__PROBLEM TO WORK ON__.
Each line from the one containing "Target: cabinet door" through the final line of the data below must be repeated exactly.

__INPUT RECORDS__.

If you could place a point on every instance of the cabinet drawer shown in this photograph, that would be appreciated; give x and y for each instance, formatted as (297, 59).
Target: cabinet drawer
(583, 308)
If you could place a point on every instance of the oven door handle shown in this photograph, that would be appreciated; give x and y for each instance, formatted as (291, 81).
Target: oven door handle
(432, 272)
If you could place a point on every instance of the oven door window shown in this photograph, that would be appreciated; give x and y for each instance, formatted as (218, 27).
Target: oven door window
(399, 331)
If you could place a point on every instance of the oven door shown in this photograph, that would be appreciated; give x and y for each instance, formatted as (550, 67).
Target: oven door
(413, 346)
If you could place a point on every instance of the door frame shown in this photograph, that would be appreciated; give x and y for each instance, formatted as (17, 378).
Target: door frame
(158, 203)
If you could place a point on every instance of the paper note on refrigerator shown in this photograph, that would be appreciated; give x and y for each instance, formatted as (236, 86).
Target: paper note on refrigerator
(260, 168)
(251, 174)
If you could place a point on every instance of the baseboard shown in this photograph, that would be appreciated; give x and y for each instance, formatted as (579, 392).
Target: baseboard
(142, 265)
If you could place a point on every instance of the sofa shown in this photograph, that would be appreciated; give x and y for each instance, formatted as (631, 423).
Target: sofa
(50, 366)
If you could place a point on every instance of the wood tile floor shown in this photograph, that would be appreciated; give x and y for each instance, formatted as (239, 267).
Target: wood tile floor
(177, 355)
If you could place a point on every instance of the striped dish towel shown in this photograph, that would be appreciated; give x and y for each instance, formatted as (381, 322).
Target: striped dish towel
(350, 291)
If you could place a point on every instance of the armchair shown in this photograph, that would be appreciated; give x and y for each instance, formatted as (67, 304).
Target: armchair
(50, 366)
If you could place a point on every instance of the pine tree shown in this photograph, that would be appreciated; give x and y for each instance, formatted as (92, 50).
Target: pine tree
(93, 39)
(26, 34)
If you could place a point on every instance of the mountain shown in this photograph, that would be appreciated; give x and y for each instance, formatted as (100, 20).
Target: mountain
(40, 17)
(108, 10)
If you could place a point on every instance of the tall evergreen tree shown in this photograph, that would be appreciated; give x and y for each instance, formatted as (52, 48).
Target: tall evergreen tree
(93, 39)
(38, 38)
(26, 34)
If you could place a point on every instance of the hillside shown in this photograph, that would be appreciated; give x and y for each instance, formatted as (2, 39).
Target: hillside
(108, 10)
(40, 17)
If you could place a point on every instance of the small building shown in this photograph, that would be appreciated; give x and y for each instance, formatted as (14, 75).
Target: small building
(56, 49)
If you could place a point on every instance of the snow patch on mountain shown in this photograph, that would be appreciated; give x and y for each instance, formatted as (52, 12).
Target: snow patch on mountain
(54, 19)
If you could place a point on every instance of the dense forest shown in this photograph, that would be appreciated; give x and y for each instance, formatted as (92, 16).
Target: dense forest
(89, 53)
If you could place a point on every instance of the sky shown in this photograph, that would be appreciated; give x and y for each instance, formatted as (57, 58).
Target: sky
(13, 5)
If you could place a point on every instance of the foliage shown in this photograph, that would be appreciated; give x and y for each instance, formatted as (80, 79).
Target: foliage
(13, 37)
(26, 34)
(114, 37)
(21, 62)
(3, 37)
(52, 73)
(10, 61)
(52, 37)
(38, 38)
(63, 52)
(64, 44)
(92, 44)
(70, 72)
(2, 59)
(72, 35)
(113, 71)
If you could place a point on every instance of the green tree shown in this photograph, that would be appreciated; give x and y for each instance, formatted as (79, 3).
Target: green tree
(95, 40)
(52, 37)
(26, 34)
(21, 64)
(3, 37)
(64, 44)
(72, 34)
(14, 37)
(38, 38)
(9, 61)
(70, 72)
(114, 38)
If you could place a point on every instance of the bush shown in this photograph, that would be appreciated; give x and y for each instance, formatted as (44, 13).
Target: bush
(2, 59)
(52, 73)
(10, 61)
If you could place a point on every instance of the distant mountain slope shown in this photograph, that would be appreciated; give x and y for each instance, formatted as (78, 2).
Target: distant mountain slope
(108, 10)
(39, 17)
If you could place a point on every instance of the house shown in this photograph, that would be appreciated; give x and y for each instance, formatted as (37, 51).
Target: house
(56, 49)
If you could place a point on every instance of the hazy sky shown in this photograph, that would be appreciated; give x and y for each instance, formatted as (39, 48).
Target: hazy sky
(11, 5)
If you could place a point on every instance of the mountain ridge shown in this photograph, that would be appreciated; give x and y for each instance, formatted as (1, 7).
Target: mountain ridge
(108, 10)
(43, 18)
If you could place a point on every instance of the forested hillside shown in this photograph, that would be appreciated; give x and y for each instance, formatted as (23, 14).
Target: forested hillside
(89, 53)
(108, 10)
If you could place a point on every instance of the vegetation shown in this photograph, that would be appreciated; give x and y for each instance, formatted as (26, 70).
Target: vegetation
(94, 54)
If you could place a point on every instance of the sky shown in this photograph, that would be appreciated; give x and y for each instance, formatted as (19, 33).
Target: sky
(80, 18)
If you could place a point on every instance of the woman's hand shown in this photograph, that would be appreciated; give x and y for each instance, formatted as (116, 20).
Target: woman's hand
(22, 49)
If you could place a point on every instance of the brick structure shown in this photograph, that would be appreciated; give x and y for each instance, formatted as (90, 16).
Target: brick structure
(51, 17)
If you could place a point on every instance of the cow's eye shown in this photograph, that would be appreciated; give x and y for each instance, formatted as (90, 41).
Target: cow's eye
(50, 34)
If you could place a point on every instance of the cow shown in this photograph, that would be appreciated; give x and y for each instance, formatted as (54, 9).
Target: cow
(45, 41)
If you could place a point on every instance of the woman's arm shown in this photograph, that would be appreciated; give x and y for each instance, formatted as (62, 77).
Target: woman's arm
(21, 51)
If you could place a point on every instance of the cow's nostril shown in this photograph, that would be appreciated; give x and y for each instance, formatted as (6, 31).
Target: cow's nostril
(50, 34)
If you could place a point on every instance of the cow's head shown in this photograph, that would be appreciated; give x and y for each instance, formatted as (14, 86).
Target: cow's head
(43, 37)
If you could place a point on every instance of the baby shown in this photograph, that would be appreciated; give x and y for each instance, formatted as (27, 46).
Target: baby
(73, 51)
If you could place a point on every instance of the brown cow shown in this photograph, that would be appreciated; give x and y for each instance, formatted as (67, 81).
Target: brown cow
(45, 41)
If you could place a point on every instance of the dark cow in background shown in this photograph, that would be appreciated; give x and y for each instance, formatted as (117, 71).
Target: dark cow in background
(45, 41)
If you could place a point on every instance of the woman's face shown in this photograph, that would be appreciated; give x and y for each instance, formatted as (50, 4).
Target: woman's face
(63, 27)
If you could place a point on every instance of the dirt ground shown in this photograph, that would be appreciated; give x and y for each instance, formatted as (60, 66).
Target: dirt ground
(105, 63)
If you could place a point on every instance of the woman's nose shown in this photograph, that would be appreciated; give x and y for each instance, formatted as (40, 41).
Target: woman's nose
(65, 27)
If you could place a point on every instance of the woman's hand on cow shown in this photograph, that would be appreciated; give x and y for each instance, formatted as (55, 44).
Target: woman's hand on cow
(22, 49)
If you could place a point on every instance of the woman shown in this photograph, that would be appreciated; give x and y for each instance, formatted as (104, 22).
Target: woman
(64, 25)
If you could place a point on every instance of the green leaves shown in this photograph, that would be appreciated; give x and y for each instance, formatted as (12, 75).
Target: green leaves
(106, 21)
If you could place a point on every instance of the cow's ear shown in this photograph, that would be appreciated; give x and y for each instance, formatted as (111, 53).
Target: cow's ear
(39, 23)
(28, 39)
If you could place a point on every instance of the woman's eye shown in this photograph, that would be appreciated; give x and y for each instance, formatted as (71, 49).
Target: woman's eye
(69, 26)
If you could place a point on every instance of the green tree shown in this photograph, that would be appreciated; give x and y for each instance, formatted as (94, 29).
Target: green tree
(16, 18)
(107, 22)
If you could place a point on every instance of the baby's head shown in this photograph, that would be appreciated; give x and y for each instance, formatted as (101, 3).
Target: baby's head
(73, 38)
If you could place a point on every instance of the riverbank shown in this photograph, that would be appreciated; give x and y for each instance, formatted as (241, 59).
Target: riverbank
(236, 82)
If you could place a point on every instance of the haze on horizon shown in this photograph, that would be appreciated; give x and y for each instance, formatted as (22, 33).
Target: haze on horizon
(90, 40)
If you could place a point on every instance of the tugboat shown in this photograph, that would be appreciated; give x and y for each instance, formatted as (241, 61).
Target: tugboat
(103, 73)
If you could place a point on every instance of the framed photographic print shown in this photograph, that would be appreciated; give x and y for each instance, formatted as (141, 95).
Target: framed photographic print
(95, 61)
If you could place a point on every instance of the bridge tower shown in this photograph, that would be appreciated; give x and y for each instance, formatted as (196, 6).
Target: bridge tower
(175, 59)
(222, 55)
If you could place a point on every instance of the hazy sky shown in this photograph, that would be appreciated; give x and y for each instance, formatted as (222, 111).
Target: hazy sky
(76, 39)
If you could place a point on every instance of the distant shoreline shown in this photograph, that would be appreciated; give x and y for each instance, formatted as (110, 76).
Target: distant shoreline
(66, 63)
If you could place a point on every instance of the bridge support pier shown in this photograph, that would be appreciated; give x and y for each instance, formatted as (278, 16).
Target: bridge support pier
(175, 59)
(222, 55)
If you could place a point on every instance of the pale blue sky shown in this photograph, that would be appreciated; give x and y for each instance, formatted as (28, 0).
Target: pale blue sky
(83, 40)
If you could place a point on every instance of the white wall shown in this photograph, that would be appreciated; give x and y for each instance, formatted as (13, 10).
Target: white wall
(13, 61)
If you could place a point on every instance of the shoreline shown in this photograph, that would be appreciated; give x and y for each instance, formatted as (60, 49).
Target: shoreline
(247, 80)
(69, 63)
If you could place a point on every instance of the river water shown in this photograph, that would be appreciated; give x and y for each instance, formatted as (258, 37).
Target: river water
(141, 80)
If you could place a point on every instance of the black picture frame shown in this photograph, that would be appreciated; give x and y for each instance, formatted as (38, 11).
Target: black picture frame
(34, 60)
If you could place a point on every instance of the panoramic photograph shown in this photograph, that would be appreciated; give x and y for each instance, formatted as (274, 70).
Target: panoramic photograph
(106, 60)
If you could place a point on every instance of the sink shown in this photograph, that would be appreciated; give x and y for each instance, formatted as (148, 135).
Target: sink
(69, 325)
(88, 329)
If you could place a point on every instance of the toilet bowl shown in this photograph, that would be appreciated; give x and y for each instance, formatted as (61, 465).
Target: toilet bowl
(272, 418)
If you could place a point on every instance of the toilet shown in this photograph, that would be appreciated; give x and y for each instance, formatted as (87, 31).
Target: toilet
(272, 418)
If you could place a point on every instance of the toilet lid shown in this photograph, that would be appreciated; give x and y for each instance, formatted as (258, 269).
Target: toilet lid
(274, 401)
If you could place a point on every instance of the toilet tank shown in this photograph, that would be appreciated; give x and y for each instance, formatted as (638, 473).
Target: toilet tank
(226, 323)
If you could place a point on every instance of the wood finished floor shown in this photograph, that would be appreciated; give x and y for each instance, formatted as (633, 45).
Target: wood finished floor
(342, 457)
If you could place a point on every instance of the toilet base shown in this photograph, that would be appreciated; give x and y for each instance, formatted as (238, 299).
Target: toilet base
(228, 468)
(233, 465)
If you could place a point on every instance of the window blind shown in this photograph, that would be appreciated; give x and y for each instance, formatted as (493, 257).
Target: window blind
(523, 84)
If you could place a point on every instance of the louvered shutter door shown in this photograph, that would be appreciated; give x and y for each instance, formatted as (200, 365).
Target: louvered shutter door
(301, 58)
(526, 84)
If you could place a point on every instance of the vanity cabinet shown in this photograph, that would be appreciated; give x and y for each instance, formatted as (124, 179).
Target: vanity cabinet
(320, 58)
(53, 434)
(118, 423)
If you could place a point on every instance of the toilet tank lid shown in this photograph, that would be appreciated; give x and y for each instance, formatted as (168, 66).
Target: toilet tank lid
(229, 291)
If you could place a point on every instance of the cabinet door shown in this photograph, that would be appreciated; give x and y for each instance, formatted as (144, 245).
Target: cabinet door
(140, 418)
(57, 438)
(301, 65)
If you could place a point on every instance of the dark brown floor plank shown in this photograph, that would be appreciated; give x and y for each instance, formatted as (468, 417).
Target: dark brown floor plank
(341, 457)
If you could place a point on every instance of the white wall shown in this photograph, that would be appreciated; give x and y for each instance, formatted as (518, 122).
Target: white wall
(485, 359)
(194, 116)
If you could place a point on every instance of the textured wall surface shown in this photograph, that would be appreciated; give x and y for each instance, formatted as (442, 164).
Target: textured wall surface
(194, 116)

__SOLUTION TO THIS TASK__.
Target: cabinet door
(140, 418)
(57, 438)
(301, 65)
If you could place a point on every instance of the dark brown floor plank shown in this photograph, that would be appreciated; give x and y for each instance, formatted as (468, 417).
Target: dark brown floor plank
(341, 457)
If you could place a point on every instance of the white wall shown in this photograph, that would be appreciated; give x and y for each instance, formatted as (518, 122).
Target: white wall
(485, 359)
(194, 116)
If you could place a point on every instance of the textured wall surface shown in this photograph, that would be appreciated; give x and y for each instance, formatted as (442, 164).
Target: textured wall surface
(194, 116)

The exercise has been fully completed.